Exercise description.
Read the data below line by line and copy each one with "marker" in it.

Supplied material.
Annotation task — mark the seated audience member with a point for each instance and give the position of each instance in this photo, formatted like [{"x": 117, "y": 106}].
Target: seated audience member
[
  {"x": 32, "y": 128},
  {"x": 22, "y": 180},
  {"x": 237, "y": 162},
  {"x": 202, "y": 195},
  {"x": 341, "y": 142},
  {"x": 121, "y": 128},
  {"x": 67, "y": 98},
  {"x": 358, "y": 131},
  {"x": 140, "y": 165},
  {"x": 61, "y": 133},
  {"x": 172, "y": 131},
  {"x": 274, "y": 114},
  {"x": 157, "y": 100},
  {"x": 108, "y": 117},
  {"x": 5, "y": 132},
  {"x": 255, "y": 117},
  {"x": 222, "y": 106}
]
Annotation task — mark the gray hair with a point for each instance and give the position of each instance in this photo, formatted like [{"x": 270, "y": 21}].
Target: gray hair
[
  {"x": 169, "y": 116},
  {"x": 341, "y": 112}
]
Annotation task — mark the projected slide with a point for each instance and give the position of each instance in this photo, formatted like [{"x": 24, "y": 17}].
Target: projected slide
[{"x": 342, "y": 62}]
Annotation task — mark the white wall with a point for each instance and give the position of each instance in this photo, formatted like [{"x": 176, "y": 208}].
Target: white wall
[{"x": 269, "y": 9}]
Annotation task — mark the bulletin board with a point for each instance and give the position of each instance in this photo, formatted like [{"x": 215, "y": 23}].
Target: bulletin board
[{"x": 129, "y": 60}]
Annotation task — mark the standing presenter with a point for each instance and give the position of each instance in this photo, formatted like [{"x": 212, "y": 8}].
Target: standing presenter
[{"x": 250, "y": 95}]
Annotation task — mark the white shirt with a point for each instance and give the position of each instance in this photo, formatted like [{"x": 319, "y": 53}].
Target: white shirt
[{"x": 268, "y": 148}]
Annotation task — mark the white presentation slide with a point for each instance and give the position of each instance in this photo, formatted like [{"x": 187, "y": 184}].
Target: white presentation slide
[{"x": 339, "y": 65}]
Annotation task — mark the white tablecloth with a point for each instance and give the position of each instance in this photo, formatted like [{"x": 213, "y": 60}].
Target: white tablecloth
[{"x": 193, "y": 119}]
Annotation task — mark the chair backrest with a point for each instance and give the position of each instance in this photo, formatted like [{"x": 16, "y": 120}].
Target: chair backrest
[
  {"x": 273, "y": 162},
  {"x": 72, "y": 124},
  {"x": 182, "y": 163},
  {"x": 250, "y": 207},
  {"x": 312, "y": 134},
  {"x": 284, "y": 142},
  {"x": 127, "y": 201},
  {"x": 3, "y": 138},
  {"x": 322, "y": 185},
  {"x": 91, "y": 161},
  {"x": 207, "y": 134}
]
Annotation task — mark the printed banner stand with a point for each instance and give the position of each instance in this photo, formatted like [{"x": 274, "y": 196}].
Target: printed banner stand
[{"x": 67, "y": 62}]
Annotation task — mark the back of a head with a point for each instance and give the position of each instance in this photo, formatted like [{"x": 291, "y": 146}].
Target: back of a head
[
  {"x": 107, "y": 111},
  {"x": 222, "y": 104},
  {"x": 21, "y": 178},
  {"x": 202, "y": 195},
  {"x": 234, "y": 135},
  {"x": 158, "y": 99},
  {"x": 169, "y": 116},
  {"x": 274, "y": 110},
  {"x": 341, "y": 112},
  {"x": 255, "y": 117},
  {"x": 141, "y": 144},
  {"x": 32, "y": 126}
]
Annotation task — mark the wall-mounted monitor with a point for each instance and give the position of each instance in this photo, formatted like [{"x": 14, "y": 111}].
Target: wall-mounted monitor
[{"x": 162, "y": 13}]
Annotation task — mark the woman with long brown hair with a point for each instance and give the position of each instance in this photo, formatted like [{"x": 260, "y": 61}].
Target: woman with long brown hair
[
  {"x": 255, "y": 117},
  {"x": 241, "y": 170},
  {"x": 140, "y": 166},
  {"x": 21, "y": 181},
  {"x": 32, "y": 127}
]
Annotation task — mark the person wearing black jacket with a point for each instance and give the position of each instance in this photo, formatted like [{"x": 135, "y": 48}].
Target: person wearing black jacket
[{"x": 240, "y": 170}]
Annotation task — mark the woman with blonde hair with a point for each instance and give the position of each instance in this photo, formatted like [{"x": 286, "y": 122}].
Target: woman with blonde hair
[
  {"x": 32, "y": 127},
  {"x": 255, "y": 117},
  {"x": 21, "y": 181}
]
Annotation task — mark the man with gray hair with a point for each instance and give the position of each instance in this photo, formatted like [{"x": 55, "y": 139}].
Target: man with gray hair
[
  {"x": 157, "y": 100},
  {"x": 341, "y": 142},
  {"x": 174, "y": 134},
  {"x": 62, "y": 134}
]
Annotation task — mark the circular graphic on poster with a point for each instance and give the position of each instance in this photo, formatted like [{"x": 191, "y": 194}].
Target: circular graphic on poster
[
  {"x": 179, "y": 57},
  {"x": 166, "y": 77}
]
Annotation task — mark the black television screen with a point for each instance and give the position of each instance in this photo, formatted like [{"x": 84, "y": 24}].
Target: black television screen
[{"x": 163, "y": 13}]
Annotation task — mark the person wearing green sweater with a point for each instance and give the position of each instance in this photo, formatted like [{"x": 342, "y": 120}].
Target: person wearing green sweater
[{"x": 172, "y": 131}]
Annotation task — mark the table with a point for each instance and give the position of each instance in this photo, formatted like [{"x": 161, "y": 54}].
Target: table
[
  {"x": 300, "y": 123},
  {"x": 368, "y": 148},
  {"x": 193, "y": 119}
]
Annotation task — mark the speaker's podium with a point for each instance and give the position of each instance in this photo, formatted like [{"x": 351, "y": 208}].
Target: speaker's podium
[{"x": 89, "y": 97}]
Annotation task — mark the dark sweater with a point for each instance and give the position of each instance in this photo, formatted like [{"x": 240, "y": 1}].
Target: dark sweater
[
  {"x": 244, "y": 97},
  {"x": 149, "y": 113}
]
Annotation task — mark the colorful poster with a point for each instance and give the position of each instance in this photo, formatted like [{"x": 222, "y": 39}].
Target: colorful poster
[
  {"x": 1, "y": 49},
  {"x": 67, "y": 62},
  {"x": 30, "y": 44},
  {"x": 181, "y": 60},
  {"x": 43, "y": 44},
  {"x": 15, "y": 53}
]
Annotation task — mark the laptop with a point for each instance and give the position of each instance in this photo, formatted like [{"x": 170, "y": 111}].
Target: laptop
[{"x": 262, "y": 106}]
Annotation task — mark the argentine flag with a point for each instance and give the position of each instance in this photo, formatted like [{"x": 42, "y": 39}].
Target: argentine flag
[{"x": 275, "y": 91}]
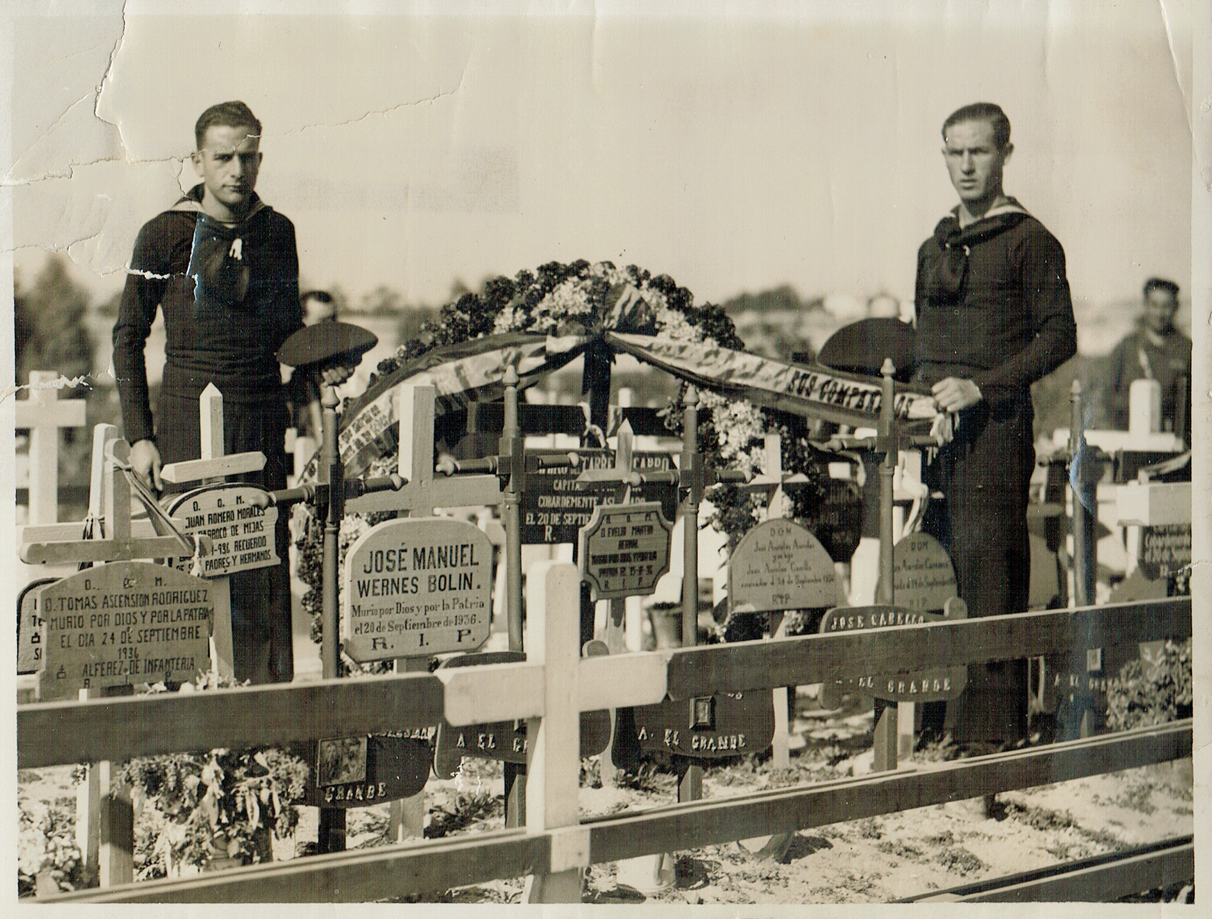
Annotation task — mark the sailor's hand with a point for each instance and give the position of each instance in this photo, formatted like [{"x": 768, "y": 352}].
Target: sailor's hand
[
  {"x": 954, "y": 394},
  {"x": 337, "y": 374},
  {"x": 146, "y": 463}
]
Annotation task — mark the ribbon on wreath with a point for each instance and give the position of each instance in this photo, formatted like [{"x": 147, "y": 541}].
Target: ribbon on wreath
[{"x": 474, "y": 371}]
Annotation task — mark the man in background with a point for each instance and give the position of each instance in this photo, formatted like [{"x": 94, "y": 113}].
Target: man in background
[
  {"x": 994, "y": 314},
  {"x": 1155, "y": 350}
]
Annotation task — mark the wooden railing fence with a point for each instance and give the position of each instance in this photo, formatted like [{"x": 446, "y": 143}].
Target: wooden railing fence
[{"x": 549, "y": 690}]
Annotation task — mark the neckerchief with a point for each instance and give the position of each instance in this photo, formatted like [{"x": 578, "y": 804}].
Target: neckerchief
[
  {"x": 945, "y": 277},
  {"x": 216, "y": 258}
]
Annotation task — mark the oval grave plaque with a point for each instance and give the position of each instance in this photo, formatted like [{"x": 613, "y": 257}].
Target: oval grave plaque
[
  {"x": 30, "y": 628},
  {"x": 124, "y": 623},
  {"x": 504, "y": 741},
  {"x": 729, "y": 724},
  {"x": 360, "y": 771},
  {"x": 241, "y": 531},
  {"x": 922, "y": 577},
  {"x": 417, "y": 587},
  {"x": 779, "y": 565},
  {"x": 935, "y": 684}
]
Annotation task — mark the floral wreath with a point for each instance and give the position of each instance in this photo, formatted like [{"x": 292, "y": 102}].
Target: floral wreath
[{"x": 561, "y": 300}]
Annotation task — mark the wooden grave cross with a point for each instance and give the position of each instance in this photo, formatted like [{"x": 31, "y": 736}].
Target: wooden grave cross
[
  {"x": 44, "y": 414},
  {"x": 775, "y": 483},
  {"x": 419, "y": 496},
  {"x": 213, "y": 464},
  {"x": 104, "y": 816}
]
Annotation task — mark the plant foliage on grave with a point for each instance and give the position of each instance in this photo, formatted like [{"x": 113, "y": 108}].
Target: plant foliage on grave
[
  {"x": 582, "y": 300},
  {"x": 203, "y": 808},
  {"x": 1152, "y": 690},
  {"x": 46, "y": 846}
]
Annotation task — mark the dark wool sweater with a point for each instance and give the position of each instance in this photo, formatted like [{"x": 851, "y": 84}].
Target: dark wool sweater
[
  {"x": 247, "y": 284},
  {"x": 993, "y": 304}
]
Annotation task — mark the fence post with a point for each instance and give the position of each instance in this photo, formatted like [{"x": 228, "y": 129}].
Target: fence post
[
  {"x": 1084, "y": 561},
  {"x": 553, "y": 759}
]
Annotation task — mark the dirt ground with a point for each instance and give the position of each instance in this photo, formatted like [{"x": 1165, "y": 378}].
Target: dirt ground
[{"x": 865, "y": 861}]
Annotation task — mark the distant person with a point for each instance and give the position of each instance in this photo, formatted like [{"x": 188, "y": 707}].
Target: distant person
[
  {"x": 994, "y": 314},
  {"x": 318, "y": 307},
  {"x": 302, "y": 390},
  {"x": 1155, "y": 350},
  {"x": 223, "y": 267}
]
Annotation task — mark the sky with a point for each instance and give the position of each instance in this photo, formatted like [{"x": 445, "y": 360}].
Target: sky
[{"x": 788, "y": 143}]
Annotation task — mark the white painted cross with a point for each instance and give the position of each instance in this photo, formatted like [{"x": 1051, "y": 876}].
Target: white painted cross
[
  {"x": 419, "y": 496},
  {"x": 44, "y": 414},
  {"x": 422, "y": 491},
  {"x": 211, "y": 464},
  {"x": 121, "y": 540},
  {"x": 772, "y": 480}
]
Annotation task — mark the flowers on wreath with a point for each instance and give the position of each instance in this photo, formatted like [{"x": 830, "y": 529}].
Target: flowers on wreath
[{"x": 579, "y": 300}]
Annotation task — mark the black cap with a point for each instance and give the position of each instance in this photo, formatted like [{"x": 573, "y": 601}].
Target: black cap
[
  {"x": 862, "y": 347},
  {"x": 326, "y": 342}
]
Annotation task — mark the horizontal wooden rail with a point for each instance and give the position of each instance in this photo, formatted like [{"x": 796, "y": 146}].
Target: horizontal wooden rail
[
  {"x": 1102, "y": 878},
  {"x": 422, "y": 868},
  {"x": 710, "y": 822},
  {"x": 813, "y": 658},
  {"x": 116, "y": 729},
  {"x": 353, "y": 877},
  {"x": 120, "y": 728}
]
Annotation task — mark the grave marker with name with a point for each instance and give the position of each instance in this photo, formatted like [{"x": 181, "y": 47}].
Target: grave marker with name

Exercise answer.
Annotation task — mark the grave marker with name with a point for each instance and give the position of each instance in this photo, formatted like [{"x": 181, "y": 47}].
Target: grave marker with name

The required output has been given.